Referring expression data:
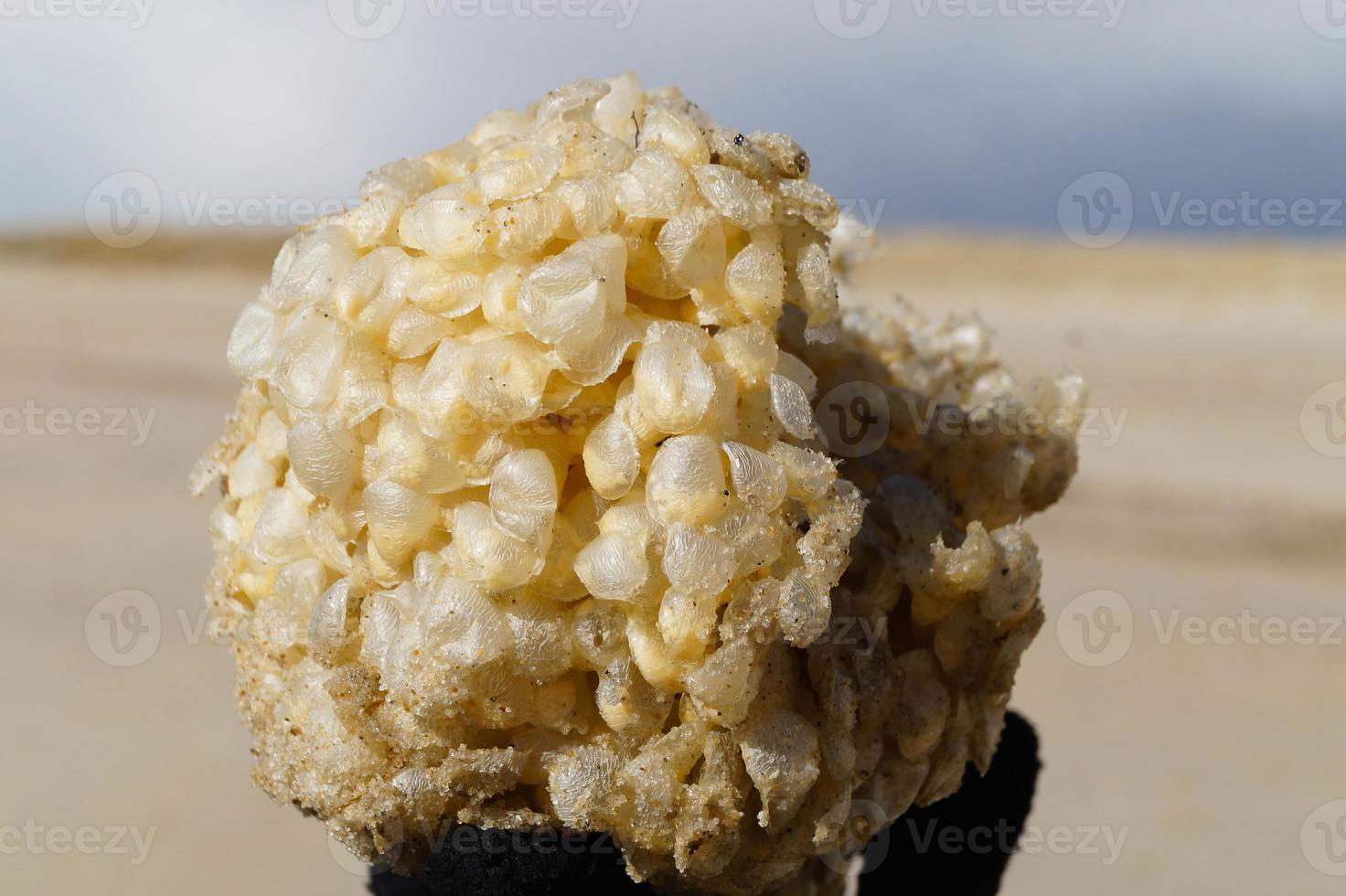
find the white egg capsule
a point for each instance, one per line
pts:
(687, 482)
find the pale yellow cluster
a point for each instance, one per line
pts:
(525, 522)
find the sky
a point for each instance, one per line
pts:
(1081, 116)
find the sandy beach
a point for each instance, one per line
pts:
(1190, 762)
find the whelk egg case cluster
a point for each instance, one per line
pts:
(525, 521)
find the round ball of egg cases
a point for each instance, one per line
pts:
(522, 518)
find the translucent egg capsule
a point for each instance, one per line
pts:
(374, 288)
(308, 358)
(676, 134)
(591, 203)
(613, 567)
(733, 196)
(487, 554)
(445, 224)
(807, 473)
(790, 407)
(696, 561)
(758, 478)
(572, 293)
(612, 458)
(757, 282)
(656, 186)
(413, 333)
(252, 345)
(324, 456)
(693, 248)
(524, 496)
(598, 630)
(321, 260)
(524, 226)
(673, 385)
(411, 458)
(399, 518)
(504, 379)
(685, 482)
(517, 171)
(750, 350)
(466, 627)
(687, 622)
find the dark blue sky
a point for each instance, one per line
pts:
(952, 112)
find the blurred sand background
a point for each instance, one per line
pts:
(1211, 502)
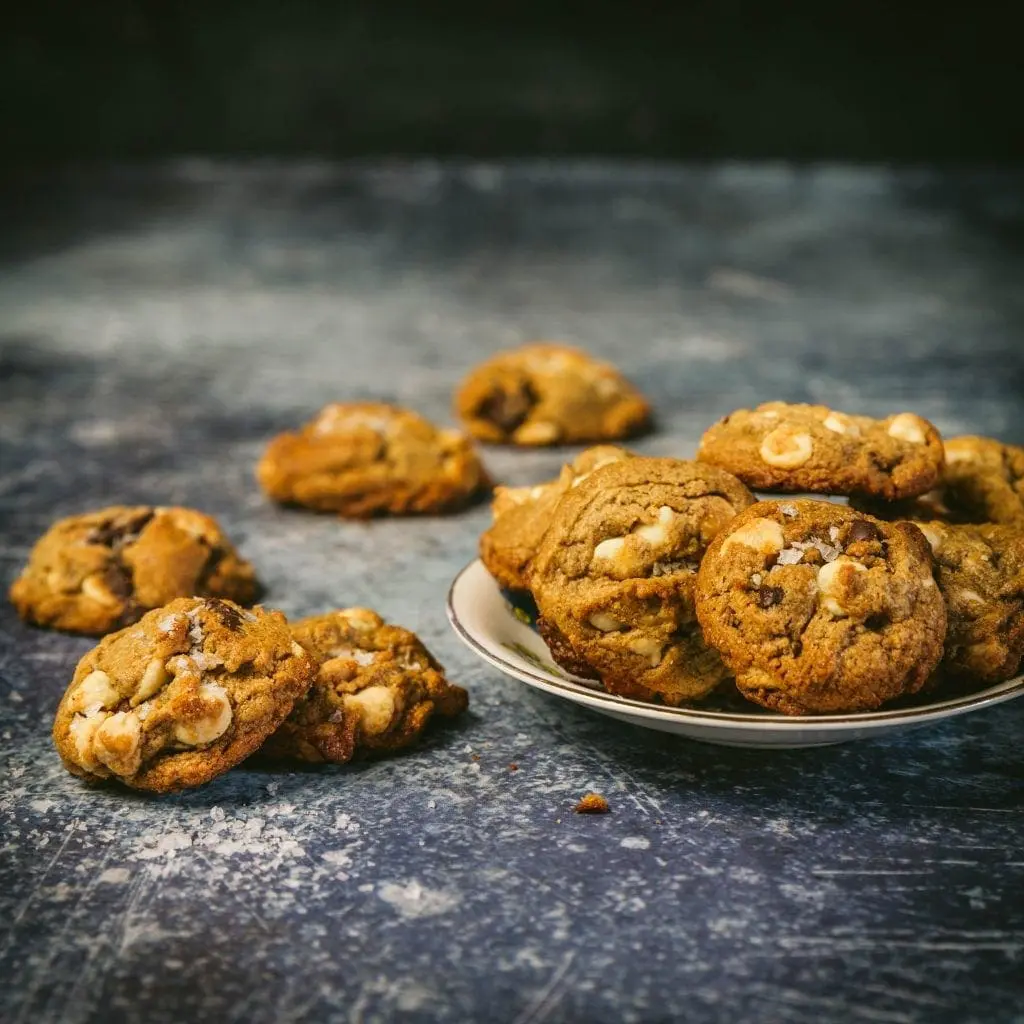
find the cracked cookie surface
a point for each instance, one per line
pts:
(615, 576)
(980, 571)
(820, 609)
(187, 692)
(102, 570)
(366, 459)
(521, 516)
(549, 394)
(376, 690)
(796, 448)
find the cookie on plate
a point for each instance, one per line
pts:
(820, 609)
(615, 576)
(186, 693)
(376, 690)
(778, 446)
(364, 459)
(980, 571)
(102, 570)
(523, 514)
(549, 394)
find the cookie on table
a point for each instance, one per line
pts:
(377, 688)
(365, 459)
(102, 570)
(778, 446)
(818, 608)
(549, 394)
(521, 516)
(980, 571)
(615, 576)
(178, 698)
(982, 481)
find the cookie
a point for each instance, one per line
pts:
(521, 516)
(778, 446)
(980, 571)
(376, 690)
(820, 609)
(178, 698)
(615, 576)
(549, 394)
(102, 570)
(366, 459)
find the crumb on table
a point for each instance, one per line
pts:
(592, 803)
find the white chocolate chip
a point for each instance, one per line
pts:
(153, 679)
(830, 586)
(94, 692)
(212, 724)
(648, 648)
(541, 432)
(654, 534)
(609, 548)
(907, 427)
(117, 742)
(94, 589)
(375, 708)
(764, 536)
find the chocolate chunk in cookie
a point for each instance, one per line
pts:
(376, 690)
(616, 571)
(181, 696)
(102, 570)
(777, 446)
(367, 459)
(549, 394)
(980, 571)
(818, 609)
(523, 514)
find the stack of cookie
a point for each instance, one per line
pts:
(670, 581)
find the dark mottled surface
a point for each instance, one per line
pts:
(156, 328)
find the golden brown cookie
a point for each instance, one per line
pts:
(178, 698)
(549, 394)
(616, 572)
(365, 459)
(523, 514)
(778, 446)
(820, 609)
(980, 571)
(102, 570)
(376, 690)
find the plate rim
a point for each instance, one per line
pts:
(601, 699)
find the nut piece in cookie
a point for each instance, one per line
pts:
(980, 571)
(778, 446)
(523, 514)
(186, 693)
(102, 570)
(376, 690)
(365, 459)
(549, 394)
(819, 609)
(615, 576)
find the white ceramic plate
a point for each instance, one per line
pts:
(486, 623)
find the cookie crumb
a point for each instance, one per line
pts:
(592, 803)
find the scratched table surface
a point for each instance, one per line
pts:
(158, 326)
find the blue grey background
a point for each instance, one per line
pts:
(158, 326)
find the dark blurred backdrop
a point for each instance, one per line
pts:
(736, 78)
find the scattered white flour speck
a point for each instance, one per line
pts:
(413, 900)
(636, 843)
--
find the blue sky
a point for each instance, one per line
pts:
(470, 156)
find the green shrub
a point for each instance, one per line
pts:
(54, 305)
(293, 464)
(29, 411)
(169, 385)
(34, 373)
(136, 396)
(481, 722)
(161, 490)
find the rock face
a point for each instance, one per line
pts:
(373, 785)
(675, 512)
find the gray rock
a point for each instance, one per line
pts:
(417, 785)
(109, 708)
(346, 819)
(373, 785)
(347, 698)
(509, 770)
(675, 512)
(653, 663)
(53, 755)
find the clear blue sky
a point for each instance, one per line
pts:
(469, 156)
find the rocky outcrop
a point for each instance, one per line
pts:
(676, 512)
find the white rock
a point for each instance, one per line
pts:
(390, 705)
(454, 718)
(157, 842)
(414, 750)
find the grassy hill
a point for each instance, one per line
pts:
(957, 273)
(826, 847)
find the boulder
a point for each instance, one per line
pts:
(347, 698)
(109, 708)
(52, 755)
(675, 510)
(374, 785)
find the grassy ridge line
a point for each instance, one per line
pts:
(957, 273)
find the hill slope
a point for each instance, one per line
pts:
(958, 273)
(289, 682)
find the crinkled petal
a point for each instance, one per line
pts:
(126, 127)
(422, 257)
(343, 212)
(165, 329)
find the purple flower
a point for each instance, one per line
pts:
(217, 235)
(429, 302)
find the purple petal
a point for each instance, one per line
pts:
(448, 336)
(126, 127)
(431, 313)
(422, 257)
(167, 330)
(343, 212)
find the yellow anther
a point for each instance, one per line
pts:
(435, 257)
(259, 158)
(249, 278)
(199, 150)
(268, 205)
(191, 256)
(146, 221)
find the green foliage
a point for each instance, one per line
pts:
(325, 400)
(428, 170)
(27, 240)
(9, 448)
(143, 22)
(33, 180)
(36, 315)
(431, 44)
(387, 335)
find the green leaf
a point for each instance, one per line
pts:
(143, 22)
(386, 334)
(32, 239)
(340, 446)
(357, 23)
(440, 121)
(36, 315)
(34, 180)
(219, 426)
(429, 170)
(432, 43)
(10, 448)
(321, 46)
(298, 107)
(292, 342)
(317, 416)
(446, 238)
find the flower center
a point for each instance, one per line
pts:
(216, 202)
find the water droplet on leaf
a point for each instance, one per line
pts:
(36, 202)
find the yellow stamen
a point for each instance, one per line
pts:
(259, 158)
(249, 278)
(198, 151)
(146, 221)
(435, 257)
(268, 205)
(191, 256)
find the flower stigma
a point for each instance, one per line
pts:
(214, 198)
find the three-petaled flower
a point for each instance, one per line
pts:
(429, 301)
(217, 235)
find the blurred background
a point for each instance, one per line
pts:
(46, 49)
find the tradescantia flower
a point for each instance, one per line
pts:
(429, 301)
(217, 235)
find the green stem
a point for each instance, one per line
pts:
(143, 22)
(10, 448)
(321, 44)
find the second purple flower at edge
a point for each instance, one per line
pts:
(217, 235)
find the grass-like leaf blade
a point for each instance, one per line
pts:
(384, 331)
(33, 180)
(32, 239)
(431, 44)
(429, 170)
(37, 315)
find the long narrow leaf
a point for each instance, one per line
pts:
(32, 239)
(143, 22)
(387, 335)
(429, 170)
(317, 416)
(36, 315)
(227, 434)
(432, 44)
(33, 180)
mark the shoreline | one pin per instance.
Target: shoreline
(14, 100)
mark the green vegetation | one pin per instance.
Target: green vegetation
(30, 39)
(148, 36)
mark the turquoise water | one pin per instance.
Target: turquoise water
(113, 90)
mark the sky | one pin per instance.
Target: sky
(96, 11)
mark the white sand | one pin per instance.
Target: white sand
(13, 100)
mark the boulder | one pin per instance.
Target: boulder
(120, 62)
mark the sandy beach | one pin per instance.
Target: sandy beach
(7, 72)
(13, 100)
==
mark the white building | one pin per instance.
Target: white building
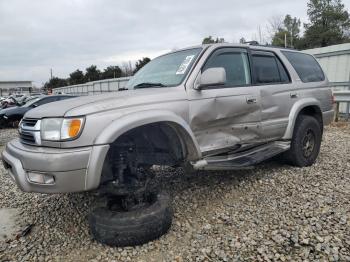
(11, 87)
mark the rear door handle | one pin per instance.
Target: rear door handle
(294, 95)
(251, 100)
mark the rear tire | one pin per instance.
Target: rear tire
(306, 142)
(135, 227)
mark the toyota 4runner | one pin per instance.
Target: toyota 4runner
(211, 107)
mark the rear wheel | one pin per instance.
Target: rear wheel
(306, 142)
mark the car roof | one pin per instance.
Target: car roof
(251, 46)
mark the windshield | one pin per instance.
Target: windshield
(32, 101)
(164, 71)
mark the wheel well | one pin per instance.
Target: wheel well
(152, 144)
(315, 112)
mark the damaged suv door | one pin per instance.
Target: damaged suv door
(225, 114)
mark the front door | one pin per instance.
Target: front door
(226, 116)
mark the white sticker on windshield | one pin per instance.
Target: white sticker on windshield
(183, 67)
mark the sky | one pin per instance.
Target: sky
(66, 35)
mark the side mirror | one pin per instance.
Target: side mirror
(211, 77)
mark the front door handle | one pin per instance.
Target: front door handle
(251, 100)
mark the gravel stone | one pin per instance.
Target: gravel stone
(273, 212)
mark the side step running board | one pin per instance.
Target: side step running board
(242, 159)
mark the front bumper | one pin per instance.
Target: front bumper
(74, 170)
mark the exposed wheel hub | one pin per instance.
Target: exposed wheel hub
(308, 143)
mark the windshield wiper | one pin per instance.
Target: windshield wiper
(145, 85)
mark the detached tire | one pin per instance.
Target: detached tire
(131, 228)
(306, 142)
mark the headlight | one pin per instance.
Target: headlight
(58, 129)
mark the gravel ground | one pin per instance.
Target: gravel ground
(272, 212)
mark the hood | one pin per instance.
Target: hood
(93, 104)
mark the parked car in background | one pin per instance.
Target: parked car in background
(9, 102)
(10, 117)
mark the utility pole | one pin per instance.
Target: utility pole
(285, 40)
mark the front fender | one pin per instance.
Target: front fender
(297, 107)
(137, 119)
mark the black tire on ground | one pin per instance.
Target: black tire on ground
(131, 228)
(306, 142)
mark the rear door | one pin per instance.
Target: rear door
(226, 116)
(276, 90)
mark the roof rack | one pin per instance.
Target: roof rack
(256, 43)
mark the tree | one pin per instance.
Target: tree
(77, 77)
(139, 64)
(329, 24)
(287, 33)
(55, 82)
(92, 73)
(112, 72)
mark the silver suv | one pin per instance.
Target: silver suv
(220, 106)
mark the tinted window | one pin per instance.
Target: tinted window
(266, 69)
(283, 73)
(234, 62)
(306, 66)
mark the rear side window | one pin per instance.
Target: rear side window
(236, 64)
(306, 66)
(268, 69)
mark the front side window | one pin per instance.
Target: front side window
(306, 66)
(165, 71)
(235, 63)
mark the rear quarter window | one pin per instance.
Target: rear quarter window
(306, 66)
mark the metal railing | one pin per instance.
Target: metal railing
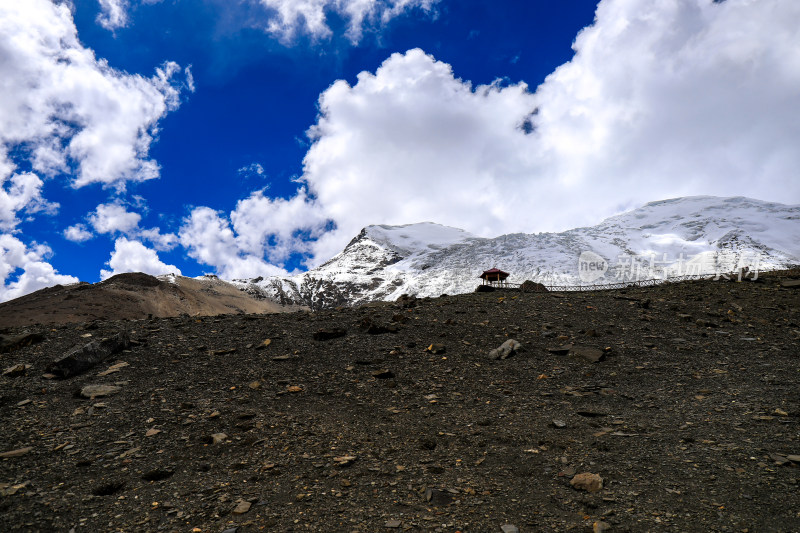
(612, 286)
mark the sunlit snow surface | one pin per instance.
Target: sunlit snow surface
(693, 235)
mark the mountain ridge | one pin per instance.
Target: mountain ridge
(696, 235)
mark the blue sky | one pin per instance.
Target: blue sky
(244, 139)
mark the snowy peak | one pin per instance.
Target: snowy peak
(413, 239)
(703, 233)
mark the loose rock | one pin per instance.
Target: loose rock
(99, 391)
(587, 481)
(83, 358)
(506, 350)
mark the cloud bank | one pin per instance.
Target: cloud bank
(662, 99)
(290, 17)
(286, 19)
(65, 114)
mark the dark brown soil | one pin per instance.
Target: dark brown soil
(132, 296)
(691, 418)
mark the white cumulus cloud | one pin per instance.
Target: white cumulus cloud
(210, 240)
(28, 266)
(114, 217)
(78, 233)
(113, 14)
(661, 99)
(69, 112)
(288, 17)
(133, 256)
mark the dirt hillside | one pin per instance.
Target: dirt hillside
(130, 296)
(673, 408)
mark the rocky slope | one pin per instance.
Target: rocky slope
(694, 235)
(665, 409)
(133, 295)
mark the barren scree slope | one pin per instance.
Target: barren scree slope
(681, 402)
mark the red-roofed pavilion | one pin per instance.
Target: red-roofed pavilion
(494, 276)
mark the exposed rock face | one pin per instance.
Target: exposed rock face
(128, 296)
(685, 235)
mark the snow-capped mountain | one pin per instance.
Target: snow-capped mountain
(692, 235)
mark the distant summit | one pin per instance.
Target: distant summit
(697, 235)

Task requirements: Where a line in the entries holds the word "table", copy that line.

Answer below:
find the cookie on table
find the crumb on table
find the scratched table surface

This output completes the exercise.